Walking a Tightrope: Can Gen AI help? A challenger perspective
Saar Ben-Attar
Helping leadership teams drive strategic collaborations for outsized impact | Published Author
Those of you who have worked with us, in one form our another, know how curious we get at Ascent Growth Partners Pte. Limited about co-discovering new insights with our clients. Discovering new insights requires us to slow down, to explore lesser-known fields and unfamiliar signals. We ask questions about phenomenon that don't seem to fit our current management paradigms or agreed business plans.
These questions can start with that uncomfortable feeling that despite our best plans, in navigating an unfamiliar environment (even just in part), we may have come across a navigational error. No need for alarm, such navigational errors are rather common. In fact, they may be a very good thing we have stumbled on.
Let me illustrate with a question that got us onto a new path. Could we develop scenarios at 10x the speed organizations currently do?
Some context first. A few months back, I was in conversation with a Generative AI expert. They are not easy to come by with, yet this person, sitting on the other side of the planet, seven time zones away, has been working with organizations worldwide to challenge their business models and develop AI-assisted ones. I was intrigued by his experience.
You see, in most organizations, scenario planning is a discrete, out-there activity. In the words of futurist Amy Webb, how we execute on our business plan is undermined by the pace of change we are experiencing.
Plans are out-of-date within mere months of being finalised and taking a team through a proper scenario planning exercise would be hard to sustain under such conditions, and plans kept up-to-date. Scenarios take days to prepare, often weeks to explore and more time to navigate a set of stakeholders wondering why our business plan have aged.

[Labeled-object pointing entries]
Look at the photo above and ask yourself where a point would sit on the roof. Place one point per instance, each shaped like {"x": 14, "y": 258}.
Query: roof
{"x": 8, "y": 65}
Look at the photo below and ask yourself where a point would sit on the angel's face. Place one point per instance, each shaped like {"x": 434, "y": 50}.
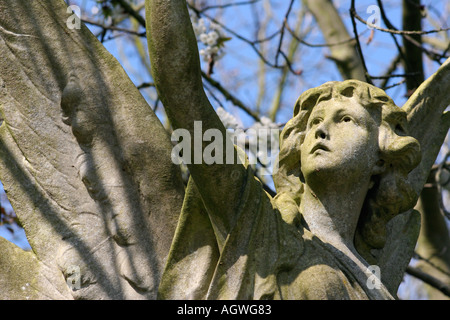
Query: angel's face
{"x": 341, "y": 138}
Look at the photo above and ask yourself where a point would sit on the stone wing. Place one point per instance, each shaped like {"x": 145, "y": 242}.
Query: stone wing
{"x": 84, "y": 161}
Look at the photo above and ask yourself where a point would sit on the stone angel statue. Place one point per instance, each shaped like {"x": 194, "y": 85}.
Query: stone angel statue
{"x": 88, "y": 169}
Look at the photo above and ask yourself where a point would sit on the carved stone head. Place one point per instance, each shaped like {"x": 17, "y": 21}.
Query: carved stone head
{"x": 345, "y": 129}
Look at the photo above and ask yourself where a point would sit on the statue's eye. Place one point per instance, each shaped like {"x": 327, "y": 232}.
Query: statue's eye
{"x": 315, "y": 121}
{"x": 346, "y": 119}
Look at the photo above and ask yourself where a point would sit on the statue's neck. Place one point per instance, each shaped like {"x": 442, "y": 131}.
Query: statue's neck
{"x": 332, "y": 212}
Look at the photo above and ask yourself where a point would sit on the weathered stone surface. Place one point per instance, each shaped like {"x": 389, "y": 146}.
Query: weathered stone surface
{"x": 84, "y": 160}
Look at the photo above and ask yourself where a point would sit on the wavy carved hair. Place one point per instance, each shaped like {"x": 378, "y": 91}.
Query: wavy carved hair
{"x": 391, "y": 193}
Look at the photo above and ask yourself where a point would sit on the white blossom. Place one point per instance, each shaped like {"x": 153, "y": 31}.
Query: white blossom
{"x": 210, "y": 36}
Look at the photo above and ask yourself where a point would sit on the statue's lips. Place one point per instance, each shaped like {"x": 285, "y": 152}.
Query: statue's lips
{"x": 319, "y": 146}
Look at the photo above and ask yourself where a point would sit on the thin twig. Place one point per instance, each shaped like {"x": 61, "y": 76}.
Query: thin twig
{"x": 358, "y": 44}
{"x": 428, "y": 279}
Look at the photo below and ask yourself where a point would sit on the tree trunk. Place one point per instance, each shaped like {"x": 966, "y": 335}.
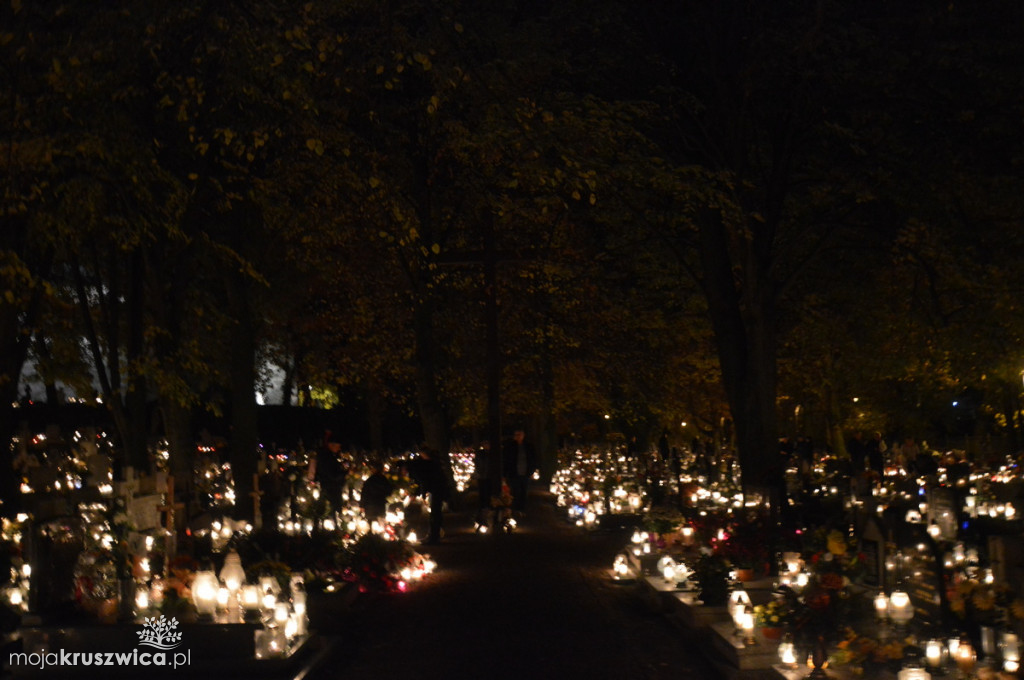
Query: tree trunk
{"x": 178, "y": 430}
{"x": 244, "y": 444}
{"x": 375, "y": 417}
{"x": 742, "y": 317}
{"x": 435, "y": 431}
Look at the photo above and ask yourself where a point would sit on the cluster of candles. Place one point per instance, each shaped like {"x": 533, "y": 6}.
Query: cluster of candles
{"x": 463, "y": 468}
{"x": 228, "y": 598}
{"x": 741, "y": 610}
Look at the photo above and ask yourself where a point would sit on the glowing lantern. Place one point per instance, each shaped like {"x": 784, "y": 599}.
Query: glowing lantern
{"x": 205, "y": 592}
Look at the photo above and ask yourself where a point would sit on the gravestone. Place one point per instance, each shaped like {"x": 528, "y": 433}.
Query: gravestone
{"x": 1007, "y": 556}
{"x": 942, "y": 512}
{"x": 872, "y": 546}
{"x": 923, "y": 581}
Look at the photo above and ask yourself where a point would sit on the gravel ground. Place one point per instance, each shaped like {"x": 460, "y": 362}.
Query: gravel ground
{"x": 538, "y": 603}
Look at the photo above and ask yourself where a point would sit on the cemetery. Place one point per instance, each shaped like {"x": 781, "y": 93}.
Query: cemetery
{"x": 895, "y": 576}
{"x": 101, "y": 559}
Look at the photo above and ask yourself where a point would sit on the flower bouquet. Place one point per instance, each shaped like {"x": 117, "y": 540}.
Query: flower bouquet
{"x": 711, "y": 571}
{"x": 772, "y": 614}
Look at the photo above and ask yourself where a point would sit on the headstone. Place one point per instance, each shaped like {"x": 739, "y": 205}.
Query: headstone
{"x": 922, "y": 576}
{"x": 143, "y": 511}
{"x": 872, "y": 546}
{"x": 1007, "y": 556}
{"x": 942, "y": 512}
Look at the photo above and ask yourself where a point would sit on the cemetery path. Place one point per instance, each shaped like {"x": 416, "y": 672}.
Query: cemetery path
{"x": 538, "y": 603}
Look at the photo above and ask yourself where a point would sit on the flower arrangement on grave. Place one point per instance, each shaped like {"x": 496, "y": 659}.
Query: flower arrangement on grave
{"x": 976, "y": 602}
{"x": 867, "y": 654}
{"x": 95, "y": 579}
{"x": 712, "y": 574}
{"x": 663, "y": 519}
{"x": 822, "y": 608}
{"x": 747, "y": 543}
{"x": 773, "y": 613}
{"x": 837, "y": 554}
{"x": 281, "y": 571}
{"x": 375, "y": 563}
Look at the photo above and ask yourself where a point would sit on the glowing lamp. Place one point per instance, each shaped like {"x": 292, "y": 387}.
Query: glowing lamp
{"x": 231, "y": 574}
{"x": 965, "y": 656}
{"x": 142, "y": 599}
{"x": 882, "y": 605}
{"x": 1010, "y": 645}
{"x": 913, "y": 673}
{"x": 935, "y": 653}
{"x": 801, "y": 581}
{"x": 269, "y": 583}
{"x": 250, "y": 598}
{"x": 747, "y": 626}
{"x": 205, "y": 592}
{"x": 787, "y": 651}
{"x": 900, "y": 608}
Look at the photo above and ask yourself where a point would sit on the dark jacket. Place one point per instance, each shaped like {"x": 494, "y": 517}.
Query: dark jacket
{"x": 510, "y": 458}
{"x": 429, "y": 475}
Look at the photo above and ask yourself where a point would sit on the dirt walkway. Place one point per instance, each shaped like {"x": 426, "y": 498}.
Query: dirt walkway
{"x": 537, "y": 603}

**TASK 1**
In the scenario planning article, substitute "separate" for "discrete" and give the passage from "You see, in" to "we are experiencing.".
**TASK 2**
Shorten the paragraph of the scenario planning article that begins "Plans are out-of-date within mere months" while keeping its main facts.
**TASK 3**
Carry on the article about scenario planning and generative AI from the point where it stops.

**EXPECTED OUTPUT 1**
You see, in most organizations, scenario planning is a separate, out-there activity. In the words of futurist Amy Webb, how we execute on our business plan is undermined by the pace of change we are experiencing.

**EXPECTED OUTPUT 2**
Plans go out of date within a few months of being finalized, which makes a full scenario planning exercise hard to sustain and keeps plans from staying current. Scenarios take days to prepare and often weeks to explore. More time then goes to stakeholders who wonder why the business plan has aged.

**EXPECTED OUTPUT 3**
I posed this question to our AI expert - could we develop scenarios at 10x the speed we currently do? Could we test them in real-time for actionable insights, using generative AI?
For scenarios (and the broader practice of Strategic Foresight) to become a useful co-pilot, we need to throw away the notion of how they have been done so far. We must bring significant diversity into the discussion, often beyond the diversity that resides within our leadership teams. We need a way to test new scenarios quickly and with largely incomplete information, as our environment continues to shift. Every new week might bring with it a geopolitical fracture, a banking crisis or shifts in global capital flows (followed by talent migrations). With such changes, scenarios are needed more than ever. But we need them in essence ‘on tap’.
This is where our conversation took an unexpected turn. It turns out that Generative AI is rather good at something we think of as uniquely human - crafting a forward-looking story, a scenario if you will, based on two or more seemingly unrelated trends. Take a debt crisis hitting an emerging market (say a key market to your business, to illustrate), mixed with a growing trend of talent mobility, as digital nomads head in greater numbers to new destinations (nations where your business has no operations, again illustrating).
In using Gen AI, we can have such trends interacting with one another in new ways, and so new scenarios are formed. Gen AI does this well and faster than us. In fact, at 10x the speed, and with some remarkable narratives, that we can logically test (Here, Gen AI won't even get upset with you for persisting with 'Why' questions posed multiple times, to get to the core of its argument).
We have come to test scenarios that resemble current business plans, with subtle shifts added in, and discover new ways to make them more resilient. Each scenario adds new insights to the mix and helps to estimate the impact on our execution plans. Gen AI can also help us generate breakthrough scenarios, where changes are more pronounced and can result in significant impact over our planning horizon.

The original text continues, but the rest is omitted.